SET OF TASKS:
1. In the recap of the school fire episode, which firefighter was the first one inside the school?
2. From the recap of the school fire episode, extract the passage starting at "Carter and Weaver" and ending at "to work coolly.".

PASSAGE TO READ:
Carter and Weaver treat a firefighter who was working the school inferno. Weaver casually asks him a string of questions about the safety of the firefighters, to prevent herself from grabbing him, throwing him on the ground, and banging his head against the tile until he coughs up information about Sandy. Through her almost nonchalant line of questioning, the man reveals that they're still looking for Sandy, who was the first firefighter inside the school. To the show's credit, they don't show anyone giving Kerry knowing or amused looks -- I mean, people witnessed The Kiss and could easily put two and two together, but the writers don't go there, which is nice because it doesn't fuel the idea that the entire ER is homophobic. Weaver, clearly affected by news that Sandy's still inside the inferno, nonetheless continues to work coolly.

GIVEN INFORMATION:

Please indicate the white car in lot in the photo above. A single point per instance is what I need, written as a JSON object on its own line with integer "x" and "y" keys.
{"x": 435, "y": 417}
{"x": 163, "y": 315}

ANSWERS FOR THIS EXERCISE:
1. Sandy

2.
Carter and Weaver treat a firefighter who was working the school inferno. Weaver casually asks him a string of questions about the safety of the firefighters, to prevent herself from grabbing him, throwing him on the ground, and banging his head against the tile until he coughs up information about Sandy. Through her almost nonchalant line of questioning, the man reveals that they're still looking for Sandy, who was the first firefighter inside the school. To the show's credit, they don't show anyone giving Kerry knowing or amused looks -- I mean, people witnessed The Kiss and could easily put two and two together, but the writers don't go there, which is nice because it doesn't fuel the idea that the entire ER is homophobic. Weaver, clearly affected by news that Sandy's still inside the inferno, nonetheless continues to work coolly.